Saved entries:
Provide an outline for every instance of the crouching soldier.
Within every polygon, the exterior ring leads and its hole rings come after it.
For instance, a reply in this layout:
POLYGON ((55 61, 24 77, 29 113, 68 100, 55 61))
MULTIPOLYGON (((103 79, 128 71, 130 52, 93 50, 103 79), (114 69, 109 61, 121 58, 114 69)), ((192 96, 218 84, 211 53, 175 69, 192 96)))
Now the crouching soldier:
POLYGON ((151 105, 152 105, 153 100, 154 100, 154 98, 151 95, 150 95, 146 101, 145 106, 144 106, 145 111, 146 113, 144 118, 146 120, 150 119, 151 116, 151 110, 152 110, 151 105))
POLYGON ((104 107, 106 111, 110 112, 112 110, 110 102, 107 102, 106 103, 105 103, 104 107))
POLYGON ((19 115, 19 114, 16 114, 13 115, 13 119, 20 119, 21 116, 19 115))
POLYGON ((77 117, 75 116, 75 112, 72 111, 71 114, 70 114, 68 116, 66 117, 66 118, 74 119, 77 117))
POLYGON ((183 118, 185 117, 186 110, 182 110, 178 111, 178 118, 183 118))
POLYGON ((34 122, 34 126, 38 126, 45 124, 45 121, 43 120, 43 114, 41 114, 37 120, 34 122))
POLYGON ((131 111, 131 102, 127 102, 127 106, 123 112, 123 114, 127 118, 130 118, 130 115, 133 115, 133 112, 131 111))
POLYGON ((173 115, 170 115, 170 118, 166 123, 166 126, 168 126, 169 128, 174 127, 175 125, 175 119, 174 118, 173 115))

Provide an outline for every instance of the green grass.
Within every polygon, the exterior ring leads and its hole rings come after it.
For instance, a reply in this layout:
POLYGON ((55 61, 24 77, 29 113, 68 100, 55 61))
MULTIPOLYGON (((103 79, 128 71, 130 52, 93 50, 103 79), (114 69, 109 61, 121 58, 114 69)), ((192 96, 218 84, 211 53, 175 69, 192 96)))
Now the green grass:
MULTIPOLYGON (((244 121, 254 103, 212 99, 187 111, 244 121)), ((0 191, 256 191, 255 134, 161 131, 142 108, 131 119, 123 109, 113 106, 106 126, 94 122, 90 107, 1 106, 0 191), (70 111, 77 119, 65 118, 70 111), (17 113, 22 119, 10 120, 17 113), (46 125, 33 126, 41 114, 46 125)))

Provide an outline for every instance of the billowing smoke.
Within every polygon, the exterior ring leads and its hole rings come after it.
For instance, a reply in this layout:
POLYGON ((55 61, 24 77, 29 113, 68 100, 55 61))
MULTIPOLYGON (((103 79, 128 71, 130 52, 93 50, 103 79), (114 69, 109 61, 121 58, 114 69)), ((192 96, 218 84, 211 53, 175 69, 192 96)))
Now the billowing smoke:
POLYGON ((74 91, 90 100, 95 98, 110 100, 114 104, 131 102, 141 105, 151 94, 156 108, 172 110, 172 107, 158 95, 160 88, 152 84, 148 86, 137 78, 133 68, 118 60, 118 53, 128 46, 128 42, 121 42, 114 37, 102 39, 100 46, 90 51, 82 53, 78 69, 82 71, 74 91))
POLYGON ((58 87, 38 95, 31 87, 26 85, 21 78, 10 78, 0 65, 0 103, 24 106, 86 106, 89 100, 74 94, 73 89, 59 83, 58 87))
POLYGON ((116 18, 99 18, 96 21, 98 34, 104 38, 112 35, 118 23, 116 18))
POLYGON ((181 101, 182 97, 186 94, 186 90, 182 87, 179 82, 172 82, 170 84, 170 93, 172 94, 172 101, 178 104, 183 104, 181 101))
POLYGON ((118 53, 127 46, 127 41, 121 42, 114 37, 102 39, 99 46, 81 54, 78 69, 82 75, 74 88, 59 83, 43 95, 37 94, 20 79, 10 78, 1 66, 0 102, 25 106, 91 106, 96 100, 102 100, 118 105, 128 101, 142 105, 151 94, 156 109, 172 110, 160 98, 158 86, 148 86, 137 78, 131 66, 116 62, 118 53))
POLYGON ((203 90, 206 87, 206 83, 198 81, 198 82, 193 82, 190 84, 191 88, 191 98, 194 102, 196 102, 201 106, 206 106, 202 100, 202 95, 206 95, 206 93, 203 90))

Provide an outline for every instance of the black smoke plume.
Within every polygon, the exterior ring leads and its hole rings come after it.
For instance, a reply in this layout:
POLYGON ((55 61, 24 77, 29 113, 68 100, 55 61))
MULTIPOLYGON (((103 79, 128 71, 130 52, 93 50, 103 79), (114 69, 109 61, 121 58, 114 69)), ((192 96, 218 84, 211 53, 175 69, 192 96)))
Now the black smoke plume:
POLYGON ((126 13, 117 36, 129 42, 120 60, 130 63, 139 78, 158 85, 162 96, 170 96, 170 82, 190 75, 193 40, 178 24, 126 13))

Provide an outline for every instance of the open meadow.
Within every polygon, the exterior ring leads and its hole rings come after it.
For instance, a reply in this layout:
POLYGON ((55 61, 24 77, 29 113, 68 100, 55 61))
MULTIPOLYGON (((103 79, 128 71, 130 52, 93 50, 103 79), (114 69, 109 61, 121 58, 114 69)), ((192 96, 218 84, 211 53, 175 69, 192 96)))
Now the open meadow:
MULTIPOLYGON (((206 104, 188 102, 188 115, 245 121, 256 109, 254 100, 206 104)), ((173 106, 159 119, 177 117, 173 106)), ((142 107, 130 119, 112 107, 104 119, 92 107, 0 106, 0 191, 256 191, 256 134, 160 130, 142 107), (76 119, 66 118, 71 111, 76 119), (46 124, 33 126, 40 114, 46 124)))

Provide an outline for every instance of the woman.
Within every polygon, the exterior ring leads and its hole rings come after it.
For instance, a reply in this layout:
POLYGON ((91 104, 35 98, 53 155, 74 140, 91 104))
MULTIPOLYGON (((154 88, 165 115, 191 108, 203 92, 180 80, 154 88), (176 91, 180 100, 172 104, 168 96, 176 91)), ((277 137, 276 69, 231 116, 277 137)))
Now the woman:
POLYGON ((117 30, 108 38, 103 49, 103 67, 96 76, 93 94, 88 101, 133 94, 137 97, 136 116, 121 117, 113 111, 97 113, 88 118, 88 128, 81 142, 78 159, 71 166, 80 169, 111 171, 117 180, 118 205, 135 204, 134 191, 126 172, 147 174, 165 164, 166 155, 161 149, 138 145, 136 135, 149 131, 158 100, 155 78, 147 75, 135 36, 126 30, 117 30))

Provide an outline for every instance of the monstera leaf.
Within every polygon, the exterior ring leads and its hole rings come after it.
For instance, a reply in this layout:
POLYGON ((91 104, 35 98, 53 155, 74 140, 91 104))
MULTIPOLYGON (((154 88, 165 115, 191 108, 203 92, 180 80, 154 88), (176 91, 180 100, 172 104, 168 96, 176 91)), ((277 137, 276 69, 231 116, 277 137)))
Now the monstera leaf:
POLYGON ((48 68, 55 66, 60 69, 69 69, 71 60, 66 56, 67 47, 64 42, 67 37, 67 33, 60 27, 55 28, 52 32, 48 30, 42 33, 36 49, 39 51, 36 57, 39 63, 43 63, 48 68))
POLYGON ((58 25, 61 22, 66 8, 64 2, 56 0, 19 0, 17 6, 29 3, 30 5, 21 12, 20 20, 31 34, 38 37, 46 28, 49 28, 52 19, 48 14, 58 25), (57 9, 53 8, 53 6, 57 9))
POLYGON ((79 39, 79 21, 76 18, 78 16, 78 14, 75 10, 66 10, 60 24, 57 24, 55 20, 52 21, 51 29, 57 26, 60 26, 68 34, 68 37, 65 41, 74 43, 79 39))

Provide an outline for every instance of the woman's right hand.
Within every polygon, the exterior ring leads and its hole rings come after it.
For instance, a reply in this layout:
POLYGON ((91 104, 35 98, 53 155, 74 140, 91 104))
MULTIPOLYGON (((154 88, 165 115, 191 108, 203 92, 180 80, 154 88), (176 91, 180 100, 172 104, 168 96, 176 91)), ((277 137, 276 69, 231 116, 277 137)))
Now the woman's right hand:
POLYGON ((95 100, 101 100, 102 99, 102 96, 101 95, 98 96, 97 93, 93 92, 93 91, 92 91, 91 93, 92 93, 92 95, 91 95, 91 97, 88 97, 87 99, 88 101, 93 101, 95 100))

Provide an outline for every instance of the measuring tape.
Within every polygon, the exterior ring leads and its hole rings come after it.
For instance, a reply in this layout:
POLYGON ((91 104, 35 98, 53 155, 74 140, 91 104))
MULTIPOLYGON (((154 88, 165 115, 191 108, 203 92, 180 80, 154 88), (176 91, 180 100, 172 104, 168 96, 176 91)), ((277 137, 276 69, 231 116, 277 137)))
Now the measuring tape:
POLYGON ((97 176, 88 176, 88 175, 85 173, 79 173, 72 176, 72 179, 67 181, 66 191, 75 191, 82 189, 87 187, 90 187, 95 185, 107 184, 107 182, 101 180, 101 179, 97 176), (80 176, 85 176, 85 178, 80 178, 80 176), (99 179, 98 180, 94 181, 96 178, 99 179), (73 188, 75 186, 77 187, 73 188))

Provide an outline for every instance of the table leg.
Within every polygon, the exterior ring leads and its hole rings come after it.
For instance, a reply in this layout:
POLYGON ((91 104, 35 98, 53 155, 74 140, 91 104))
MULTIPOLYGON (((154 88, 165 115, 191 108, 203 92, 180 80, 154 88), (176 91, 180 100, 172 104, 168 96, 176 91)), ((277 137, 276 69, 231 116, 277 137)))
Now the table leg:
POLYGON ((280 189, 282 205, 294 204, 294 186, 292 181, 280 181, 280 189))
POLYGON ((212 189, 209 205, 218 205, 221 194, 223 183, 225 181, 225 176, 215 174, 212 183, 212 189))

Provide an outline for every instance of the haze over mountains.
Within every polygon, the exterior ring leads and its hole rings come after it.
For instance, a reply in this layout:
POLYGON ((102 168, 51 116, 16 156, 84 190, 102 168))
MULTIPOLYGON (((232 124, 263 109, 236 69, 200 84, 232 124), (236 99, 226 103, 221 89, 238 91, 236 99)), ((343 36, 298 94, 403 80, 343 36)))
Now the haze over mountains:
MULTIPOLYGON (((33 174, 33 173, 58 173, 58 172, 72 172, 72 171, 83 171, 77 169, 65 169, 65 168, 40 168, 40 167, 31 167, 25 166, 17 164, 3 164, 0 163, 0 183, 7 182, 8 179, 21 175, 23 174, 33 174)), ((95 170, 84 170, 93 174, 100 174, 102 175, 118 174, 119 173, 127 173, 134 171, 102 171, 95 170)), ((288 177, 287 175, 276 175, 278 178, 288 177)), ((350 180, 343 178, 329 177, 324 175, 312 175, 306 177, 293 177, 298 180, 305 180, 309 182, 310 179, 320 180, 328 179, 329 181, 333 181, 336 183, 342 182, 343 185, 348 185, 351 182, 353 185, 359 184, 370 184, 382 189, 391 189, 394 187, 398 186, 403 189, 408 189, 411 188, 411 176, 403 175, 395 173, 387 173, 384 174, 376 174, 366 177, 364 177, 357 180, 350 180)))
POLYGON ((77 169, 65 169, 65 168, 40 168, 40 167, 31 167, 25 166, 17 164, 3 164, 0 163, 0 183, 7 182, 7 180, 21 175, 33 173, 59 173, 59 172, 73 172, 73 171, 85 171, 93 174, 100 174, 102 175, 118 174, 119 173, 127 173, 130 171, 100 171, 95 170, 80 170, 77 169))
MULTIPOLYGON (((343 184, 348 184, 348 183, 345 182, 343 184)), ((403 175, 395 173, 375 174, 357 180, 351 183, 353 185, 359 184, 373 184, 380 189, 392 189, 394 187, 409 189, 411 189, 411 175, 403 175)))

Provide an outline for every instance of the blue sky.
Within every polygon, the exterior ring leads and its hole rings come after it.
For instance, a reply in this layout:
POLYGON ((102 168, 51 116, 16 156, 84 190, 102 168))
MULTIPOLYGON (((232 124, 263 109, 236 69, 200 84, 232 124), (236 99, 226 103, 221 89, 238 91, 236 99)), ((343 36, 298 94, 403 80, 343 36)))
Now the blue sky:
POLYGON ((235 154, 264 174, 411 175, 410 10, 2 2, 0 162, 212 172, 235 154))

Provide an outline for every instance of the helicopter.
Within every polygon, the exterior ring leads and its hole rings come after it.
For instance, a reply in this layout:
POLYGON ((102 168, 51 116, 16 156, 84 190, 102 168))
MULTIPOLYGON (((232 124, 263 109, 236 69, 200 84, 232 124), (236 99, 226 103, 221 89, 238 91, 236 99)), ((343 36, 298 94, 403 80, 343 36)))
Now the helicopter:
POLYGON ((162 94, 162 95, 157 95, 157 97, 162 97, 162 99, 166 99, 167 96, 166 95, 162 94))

## YOUR GOAL
Arrange the part of the records running from the start through the line containing "POLYGON ((183 118, 185" as a JSON list of strings, one string per line and blank lines omitted.

## REPLY TO THE TASK
[
  "Provide an outline for every instance of the crouching soldier.",
  "Within every polygon, the exterior ring leads and its hole rings come after it.",
  "For instance, a reply in this layout:",
  "POLYGON ((55 61, 24 77, 29 113, 68 100, 55 61))",
  "MULTIPOLYGON (((103 79, 128 71, 130 52, 93 50, 103 79), (114 69, 109 61, 121 58, 114 69)), ((192 96, 218 84, 211 53, 175 69, 192 96)))",
  "Now the crouching soldier:",
  "POLYGON ((151 105, 152 105, 153 100, 154 100, 154 98, 151 95, 150 95, 146 101, 145 106, 144 106, 145 111, 146 113, 144 118, 146 120, 150 119, 151 116, 151 110, 152 110, 151 105))",
  "POLYGON ((104 107, 106 111, 110 112, 112 110, 110 102, 107 102, 106 103, 105 103, 104 107))",
  "POLYGON ((19 115, 19 114, 16 114, 13 115, 13 119, 20 119, 21 116, 19 115))",
  "POLYGON ((77 117, 75 116, 75 112, 72 111, 71 114, 70 114, 68 116, 66 117, 66 118, 74 119, 77 117))",
  "POLYGON ((183 118, 185 117, 186 110, 182 110, 178 111, 178 118, 183 118))"
]